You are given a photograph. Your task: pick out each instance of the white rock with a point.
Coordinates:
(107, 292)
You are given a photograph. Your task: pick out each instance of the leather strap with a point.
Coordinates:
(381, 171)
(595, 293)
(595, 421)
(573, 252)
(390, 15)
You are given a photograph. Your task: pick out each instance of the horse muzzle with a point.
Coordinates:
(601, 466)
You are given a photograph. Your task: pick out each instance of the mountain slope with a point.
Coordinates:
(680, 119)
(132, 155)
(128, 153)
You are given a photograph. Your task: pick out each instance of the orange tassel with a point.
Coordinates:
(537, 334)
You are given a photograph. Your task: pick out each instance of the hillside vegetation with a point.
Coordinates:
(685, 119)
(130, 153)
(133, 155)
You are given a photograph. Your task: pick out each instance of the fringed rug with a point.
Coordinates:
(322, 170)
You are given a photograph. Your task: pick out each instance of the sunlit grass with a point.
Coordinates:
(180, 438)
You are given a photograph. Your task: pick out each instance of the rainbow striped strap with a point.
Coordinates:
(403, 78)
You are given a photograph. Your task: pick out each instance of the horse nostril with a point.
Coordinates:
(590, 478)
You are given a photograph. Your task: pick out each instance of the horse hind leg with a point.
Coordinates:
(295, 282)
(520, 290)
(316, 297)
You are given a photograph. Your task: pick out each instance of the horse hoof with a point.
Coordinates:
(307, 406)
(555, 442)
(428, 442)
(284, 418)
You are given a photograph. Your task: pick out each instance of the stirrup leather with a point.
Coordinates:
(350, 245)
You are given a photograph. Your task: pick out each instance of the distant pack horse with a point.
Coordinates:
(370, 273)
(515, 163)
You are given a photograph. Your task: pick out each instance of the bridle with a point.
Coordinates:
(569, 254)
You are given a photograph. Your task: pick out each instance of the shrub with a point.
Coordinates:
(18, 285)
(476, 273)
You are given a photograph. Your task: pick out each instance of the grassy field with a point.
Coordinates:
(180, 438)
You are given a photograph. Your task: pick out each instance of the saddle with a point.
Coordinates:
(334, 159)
--
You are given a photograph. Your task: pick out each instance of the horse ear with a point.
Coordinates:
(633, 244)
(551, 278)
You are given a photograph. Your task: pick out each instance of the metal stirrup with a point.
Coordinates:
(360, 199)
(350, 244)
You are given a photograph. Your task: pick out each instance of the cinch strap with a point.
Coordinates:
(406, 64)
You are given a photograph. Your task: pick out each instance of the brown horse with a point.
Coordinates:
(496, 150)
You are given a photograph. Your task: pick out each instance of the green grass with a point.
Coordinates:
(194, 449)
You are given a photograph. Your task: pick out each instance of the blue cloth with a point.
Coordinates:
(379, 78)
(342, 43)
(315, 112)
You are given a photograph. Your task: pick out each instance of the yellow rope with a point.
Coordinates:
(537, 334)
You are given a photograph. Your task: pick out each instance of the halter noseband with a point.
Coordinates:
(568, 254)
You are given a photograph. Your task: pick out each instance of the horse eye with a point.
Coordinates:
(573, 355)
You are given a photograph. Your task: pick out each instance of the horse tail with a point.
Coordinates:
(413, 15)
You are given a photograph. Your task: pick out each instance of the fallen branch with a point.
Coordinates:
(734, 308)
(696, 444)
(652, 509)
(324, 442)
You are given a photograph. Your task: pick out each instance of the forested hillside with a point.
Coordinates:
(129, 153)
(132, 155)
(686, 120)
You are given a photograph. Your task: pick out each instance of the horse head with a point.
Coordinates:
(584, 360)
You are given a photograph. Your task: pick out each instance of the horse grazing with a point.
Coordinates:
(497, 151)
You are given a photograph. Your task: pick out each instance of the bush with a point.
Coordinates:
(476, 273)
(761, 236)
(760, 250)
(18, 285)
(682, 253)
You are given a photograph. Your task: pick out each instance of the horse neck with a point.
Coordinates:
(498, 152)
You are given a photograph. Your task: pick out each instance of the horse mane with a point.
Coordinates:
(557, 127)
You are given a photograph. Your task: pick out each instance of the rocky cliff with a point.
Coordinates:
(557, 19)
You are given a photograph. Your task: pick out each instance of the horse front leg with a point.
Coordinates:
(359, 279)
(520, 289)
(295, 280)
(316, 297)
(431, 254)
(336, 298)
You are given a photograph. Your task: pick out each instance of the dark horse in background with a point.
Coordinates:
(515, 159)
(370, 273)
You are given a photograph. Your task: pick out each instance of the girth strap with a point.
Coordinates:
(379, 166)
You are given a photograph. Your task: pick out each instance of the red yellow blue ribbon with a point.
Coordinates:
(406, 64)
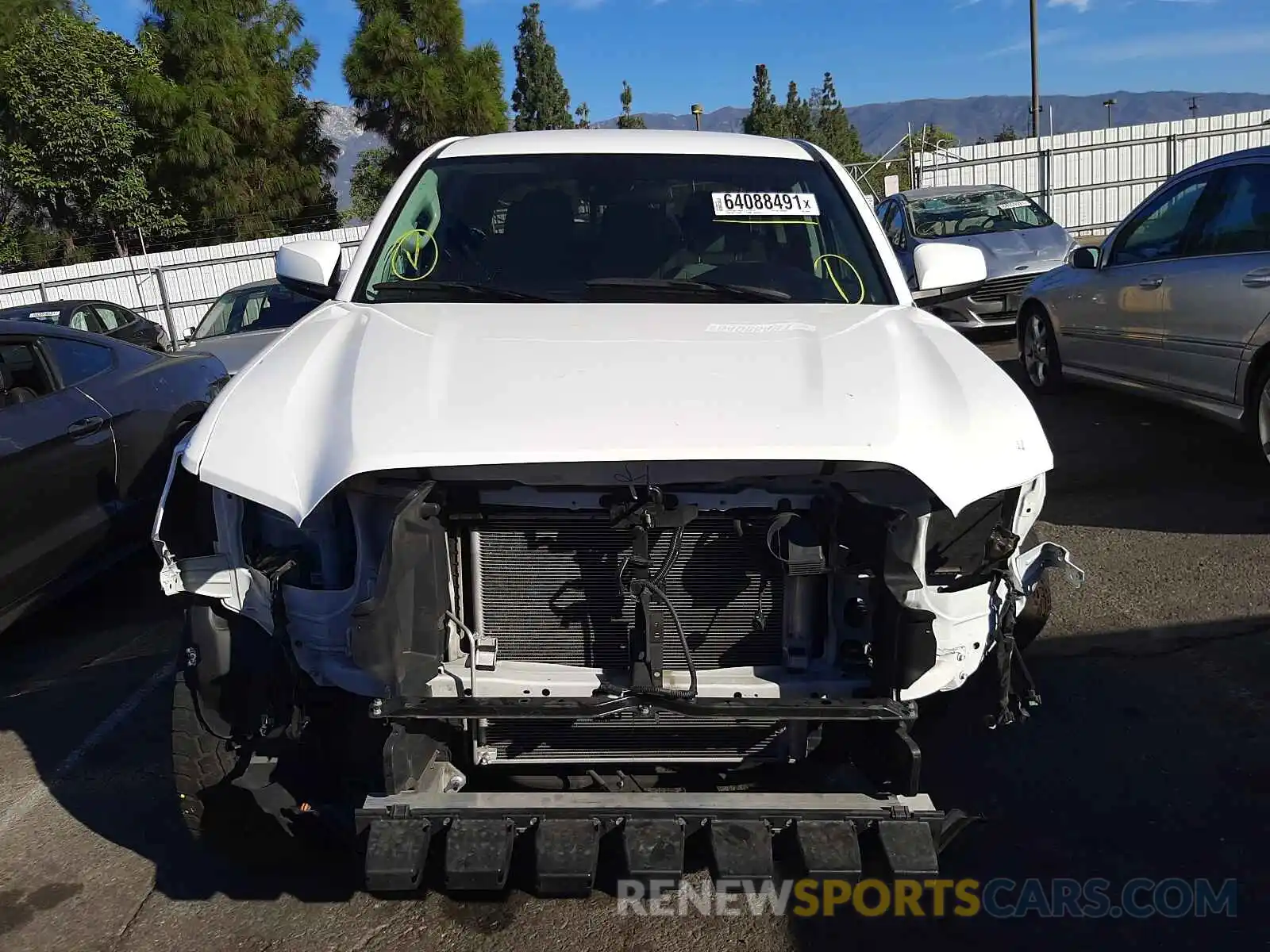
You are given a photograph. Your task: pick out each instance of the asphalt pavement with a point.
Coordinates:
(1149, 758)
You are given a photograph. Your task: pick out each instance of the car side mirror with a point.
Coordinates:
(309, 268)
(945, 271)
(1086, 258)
--
◆ Problem: Can you turn the lines of the entries above, starting at the one that contains "grazing with a point." and ending at the one that contains "(1086, 258)", into a Markdown table with the columns Row and Line? Skip blank lines and leave the pictures out.

◆ Written response:
| Row | Line |
|---|---|
| 1 | You are given a photograph. Your task: pick out each instance of the horse grazing with a point. |
| 2 | Coordinates: |
| 3 | (497, 151) |
| 4 | You are given a photograph. Your task: pick out each instance of the bush with a point. |
| 5 | Coordinates: |
| 6 | (476, 273) |
| 7 | (761, 236) |
| 8 | (760, 250) |
| 9 | (18, 285) |
| 10 | (682, 253) |
| 11 | You are given a photograph. Your task: pick out each instance of the horse neck with a point. |
| 12 | Coordinates: |
| 13 | (498, 152) |
| 14 | You are given a photograph. Your task: pick out each instance of the horse mane with a point. |
| 15 | Coordinates: |
| 16 | (557, 127) |
| 17 | You are given a photograph. Your task: pick out each instance of the rocky cliff with a point. |
| 18 | Coordinates: |
| 19 | (557, 19) |
| 20 | You are given a photograph. Your task: pick out each instance of the horse front leg with a point. |
| 21 | Coordinates: |
| 22 | (359, 279) |
| 23 | (520, 289) |
| 24 | (295, 280) |
| 25 | (316, 297) |
| 26 | (431, 254) |
| 27 | (336, 298) |
| 28 | You are given a photograph. Your task: pick out each instance of the dark horse in background with a point. |
| 29 | Coordinates: |
| 30 | (515, 159) |
| 31 | (370, 273) |
| 32 | You are given a photograph. Your task: pick out each instance of the girth strap with a point. |
| 33 | Coordinates: |
| 34 | (379, 166) |
| 35 | You are given a photograph. Your task: pick out each instance of the red yellow blue ribbon with a point. |
| 36 | Coordinates: |
| 37 | (406, 64) |
| 38 | You are given a photograph. Your task: pick out each instance of the asphalt pavement with a point. |
| 39 | Coordinates: |
| 40 | (1149, 758) |
| 41 | You are given a photograph. Your task: pick out each instance of the car side mirror with a point. |
| 42 | Coordinates: |
| 43 | (309, 268) |
| 44 | (945, 271) |
| 45 | (1086, 258) |